提示テキスト
════

元NHKアナウンサー 京都造形芸術大学教授 松平定知 連載 北陸に散った、武骨・寡黙の‘もののふ’の生涯 柴田勝家

「柴田勝家」前編はこちらから

彼の女性話は、「お市の方」との結婚に尽きる、というより、この他には、ない。この結婚は、「清州会議」(清州城で開かれた山崎合戦の後の、織田家の跡目相続決定会議)のあとだと言われているから、少なくとも天正10年(1582)7月以降のことである。この時、お市は再婚(前夫は北近江の領主・浅井長政)で35歳前後で3人の子持ち。一方、勝家は初婚で、還暦前後(彼の生年が大永2年(1522)だとして)の年齢であった。凡そ六十年もの間、勝家には特に艶聞の類はなかった。

しかし、そんな勝家も、その二十数年前、淡い恋をしたことがある。相手は、勝家が織田信行を見限って信長の邸に出入りするようになった頃、その信長の邸で、時折見かけた女性である。女性と言っても10歳ちょっとのまだ子供、その名はお市。信長の妹である。(当時、女性は、初潮を迎えて、子供を産むことが出来る身体になった12歳頃が適齢期と言われていた。信長、秀吉、前田利家らの妻はみな12歳。だから、この歳でも、充分に結婚対象ではあった)。

柴田勝家は当時35歳くらいの男盛り。でも「雲の上のような人」の妹だから初めから叶わぬ恋だった。しかも、信長は異常にこの妹を可愛がった。結局は、信長は天下取り戦略の一環として、お市を浅井長政のもとに嫁がせるのだが、その時、お市は25,6歳である。つまり、信長は、12歳が適齢期の時代に、この年まで、お市を手許においていたのである。勝家は、このお市の結婚を「政略結婚か。お可哀想に」とだけ思った。ほかのことは考えないようにしていた。「人生50」のこの時代、勝家はこの時、もう、その年を超えていた。ところが、事実は小説よりも奇なり。数年後、その浅井と信長の義理の兄弟が、敵同士で相まみえることになる(姉川の戦い)。

浅井長政は結局は追い詰められた。最後は、信長軍の5人の師団長の一人、羽柴秀吉に城を囲まれ、落城寸前。そんな「小谷の城」では、こんな夫婦の会話が交わされていた。「私、貴男とご一緒にあの世とやらへ参ります」というお市。浅井はこれを聞いて、静かに首を横に振った。「気持ちは嬉しい。だが、そうは行かぬ。俺は行きがかり上、ここで死なねばならぬ。だが、そなたは違う。何と言っても信長殿はそなたの兄君。悪いようにはすまい。それに私たちには子供が居るではないか。その子どもたちのためにも、お市、生きてくれ!」―――お市と三人の娘は、この浅井の言に従い城を出た。

════

演習データ

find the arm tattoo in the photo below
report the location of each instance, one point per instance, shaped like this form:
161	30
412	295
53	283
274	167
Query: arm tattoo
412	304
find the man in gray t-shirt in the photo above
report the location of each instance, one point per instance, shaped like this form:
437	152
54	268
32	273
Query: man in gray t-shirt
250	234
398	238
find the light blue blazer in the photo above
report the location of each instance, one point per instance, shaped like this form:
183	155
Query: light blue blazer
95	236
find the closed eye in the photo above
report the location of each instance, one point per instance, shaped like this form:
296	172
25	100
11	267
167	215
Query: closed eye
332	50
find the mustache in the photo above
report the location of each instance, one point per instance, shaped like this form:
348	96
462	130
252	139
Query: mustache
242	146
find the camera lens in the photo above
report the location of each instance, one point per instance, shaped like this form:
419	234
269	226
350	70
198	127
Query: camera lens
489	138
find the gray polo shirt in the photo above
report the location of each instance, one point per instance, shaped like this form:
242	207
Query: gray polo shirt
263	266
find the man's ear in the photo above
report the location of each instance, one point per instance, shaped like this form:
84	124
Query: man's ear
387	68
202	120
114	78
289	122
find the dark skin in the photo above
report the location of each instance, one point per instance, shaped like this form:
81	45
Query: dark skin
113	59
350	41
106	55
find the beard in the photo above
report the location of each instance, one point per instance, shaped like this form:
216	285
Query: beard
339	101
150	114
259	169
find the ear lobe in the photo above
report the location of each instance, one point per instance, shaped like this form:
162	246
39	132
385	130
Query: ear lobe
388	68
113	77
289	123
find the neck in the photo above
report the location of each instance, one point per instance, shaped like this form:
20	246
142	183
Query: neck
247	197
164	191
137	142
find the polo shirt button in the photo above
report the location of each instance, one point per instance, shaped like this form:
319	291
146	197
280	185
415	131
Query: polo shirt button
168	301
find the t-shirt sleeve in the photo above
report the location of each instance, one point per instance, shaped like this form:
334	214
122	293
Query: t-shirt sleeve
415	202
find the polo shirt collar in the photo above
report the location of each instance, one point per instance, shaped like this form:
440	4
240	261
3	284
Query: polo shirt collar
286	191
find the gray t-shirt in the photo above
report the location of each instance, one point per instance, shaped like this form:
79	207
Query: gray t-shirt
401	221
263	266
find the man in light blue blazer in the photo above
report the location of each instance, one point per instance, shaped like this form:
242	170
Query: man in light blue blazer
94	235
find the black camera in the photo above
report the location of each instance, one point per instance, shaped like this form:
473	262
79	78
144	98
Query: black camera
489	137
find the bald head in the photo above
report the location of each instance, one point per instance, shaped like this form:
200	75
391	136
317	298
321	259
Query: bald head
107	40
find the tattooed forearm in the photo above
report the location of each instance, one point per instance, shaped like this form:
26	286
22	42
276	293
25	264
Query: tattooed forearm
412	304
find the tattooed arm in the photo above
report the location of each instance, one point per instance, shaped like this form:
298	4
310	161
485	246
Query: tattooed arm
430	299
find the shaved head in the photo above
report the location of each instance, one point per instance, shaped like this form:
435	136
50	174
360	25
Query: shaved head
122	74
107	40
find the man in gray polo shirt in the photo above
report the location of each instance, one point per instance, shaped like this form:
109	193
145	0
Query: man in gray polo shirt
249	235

════

解くべき課題
**A.** 柴田勝家を扱った本文のうち、「柴田勝家は当時35歳くらいの」という語句を含む箇所で始まり「ることになる(姉川の戦い)。」で終わる部分を、一字一句変えずに書き出してください。
**B.** リストについて、「find the tattooed forearm in the photo above」を含む行から始まりリストの最終行で終わる範囲を、両端の行も含めてそのまま出力してください。
本文とリストは互いに独立しており、内容上の関係はありません。

課題別解答
**A.**
柴田勝家は当時35歳くらいの男盛り。でも「雲の上のような人」の妹だから初めから叶わぬ恋だった。しかも、信長は異常にこの妹を可愛がった。結局は、信長は天下取り戦略の一環として、お市を浅井長政のもとに嫁がせるのだが、その時、お市は25,6歳である。つまり、信長は、12歳が適齢期の時代に、この年まで、お市を手許においていたのである。勝家は、このお市の結婚を「政略結婚か。お可哀想に」とだけ思った。ほかのことは考えないようにしていた。「人生50」のこの時代、勝家はこの時、もう、その年を超えていた。ところが、事実は小説よりも奇なり。数年後、その浅井と信長の義理の兄弟が、敵同士で相まみえることになる(姉川の戦い)。

**B.**
find the tattooed forearm in the photo above
report the location of each instance, one point per instance, shaped like this form:
26	286
22	42
276	293
25	264
Query: tattooed forearm
412	304
find the tattooed arm in the photo above
report the location of each instance, one point per instance, shaped like this form:
298	4
310	161
485	246
Query: tattooed arm
430	299
find the shaved head in the photo above
report the location of each instance, one point per instance, shaped like this form:
435	136
50	174
360	25
Query: shaved head
122	74
107	40
find the man in gray polo shirt in the photo above
report the location of each instance, one point per instance, shaped like this form:
109	193
145	0
Query: man in gray polo shirt
249	235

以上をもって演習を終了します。